◆ **What to work on**
Every record shown below is to be output exactly.

Extracted data entries
*****
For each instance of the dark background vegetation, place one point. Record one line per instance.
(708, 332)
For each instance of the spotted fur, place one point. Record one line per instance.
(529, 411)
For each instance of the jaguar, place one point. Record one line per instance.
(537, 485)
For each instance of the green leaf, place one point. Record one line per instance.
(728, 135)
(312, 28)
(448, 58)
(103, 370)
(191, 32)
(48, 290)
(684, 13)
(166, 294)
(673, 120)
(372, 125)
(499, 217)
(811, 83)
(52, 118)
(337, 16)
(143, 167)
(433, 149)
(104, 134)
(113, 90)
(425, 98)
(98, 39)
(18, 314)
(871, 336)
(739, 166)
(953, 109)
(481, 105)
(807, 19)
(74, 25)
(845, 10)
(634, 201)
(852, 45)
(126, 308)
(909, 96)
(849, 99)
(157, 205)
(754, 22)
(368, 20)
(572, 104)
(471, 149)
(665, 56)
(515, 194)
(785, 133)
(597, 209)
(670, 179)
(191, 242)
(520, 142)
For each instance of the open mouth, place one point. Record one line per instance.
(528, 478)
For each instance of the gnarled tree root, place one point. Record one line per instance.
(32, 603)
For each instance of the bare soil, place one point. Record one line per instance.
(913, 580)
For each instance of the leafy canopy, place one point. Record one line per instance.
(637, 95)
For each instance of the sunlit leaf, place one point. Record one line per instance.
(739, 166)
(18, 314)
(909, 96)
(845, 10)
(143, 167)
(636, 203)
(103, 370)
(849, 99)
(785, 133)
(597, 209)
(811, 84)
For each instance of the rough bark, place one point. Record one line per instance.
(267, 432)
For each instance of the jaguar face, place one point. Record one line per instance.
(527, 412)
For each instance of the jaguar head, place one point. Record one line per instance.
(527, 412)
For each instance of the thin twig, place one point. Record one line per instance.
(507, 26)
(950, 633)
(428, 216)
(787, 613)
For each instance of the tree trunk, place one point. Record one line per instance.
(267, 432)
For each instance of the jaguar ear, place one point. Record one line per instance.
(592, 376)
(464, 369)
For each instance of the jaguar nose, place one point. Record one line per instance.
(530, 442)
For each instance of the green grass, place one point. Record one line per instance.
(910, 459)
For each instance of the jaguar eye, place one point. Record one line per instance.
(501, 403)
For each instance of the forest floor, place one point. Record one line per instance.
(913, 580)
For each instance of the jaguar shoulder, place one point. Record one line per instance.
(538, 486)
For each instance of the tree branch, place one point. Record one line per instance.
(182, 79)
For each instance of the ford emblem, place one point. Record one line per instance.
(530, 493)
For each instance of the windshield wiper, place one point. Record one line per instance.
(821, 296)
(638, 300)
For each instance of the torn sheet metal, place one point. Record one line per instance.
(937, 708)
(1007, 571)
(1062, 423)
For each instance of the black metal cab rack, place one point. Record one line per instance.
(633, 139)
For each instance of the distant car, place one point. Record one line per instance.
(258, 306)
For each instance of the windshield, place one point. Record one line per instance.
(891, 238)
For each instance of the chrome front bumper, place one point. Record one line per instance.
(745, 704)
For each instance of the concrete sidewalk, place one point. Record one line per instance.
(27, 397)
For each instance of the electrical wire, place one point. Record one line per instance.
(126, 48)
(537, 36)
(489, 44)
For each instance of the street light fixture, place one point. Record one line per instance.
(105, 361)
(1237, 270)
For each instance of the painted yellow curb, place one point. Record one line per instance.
*****
◆ **Solution to the exercise**
For each instance of the dark background vegetation, place one point. Record one line per instance.
(708, 332)
For each instance of the spotted fur, place one point. Record one line per instance.
(529, 411)
For each instance of the jaguar, place one point. Record one line per instance.
(537, 485)
For each instance of the green leaf, place one point. Record one line per instance.
(728, 135)
(312, 28)
(448, 58)
(103, 370)
(191, 32)
(48, 290)
(684, 13)
(166, 294)
(673, 120)
(372, 125)
(499, 217)
(811, 83)
(52, 118)
(337, 16)
(143, 167)
(433, 149)
(104, 134)
(113, 90)
(425, 98)
(98, 39)
(18, 314)
(871, 336)
(739, 166)
(953, 109)
(481, 105)
(807, 19)
(74, 25)
(845, 10)
(634, 201)
(852, 45)
(126, 308)
(909, 96)
(849, 99)
(157, 205)
(754, 22)
(368, 20)
(572, 104)
(471, 149)
(665, 56)
(515, 194)
(785, 133)
(597, 209)
(670, 179)
(191, 242)
(520, 142)
For each instance of the open mouth, place one point. Record one line per instance.
(528, 478)
For each instance of the gnarled tree root, place one point. Record one line per instance.
(32, 603)
For each instance of the bare soil, place one point. Record one line per instance.
(913, 580)
For each instance of the leafy canopy, place one point. Record one line per instance.
(637, 95)
For each instance of the sunlit leaf, place one point. Record one line per instance.
(739, 166)
(18, 314)
(909, 96)
(845, 10)
(143, 167)
(636, 203)
(103, 370)
(849, 99)
(785, 133)
(597, 209)
(811, 84)
For each instance of the rough bark, place one point. Record one line per instance.
(267, 432)
For each instance of the jaguar face, place one point. Record one line per instance.
(527, 412)
For each instance of the jaguar head, place one point. Record one line per instance.
(527, 412)
For each instance of the thin twig, place one point. Record one line per instance.
(507, 26)
(950, 633)
(428, 216)
(787, 613)
For each instance of the tree trunk, place one point. Record one line per instance.
(267, 432)
For each instance of the jaguar ear, place one point. Record one line per instance.
(592, 376)
(464, 369)
For each instance of the jaguar nose, place one point. Record one line per instance.
(530, 442)
For each instance of the green grass, place one point. Record one line per instance.
(910, 459)
For each instance of the jaguar eye, place one point. Record one line per instance.
(501, 403)
For each instance of the forest floor, place one point. Record one line per instance.
(913, 580)
For each instance of the jaguar shoulder, place one point. Record one line per instance.
(538, 486)
For each instance of the tree branch, place one point. Record one line per instance.
(182, 79)
For each instance of the ford emblem, place one point. Record one line per instance.
(530, 493)
For each instance of the windshield wiper, place one point. Record one line per instance.
(821, 296)
(638, 300)
For each instance of the torn sheet metal, place one point. Record one line per instance.
(937, 708)
(1007, 571)
(1062, 423)
For each instance of the black metal cab rack, place one point. Record one line per instance.
(633, 139)
For each instance of the distant car, place one point. Record one line per instance.
(258, 306)
For each instance of the windshield, place one point. Record one line per instance.
(891, 238)
For each instance of the chrome front bumper, place one point. Record one line per instance.
(745, 704)
For each instance of the concrete sidewalk, place one point. Record one line per instance.
(27, 397)
For each instance of the electrical wire, place one point. Record one line per instance.
(126, 48)
(537, 36)
(489, 44)
For each instance of the street light fixture, place one point. Record one line per instance.
(105, 361)
(1237, 270)
For each instance of the painted yellow curb, place one point. Record one line per instance.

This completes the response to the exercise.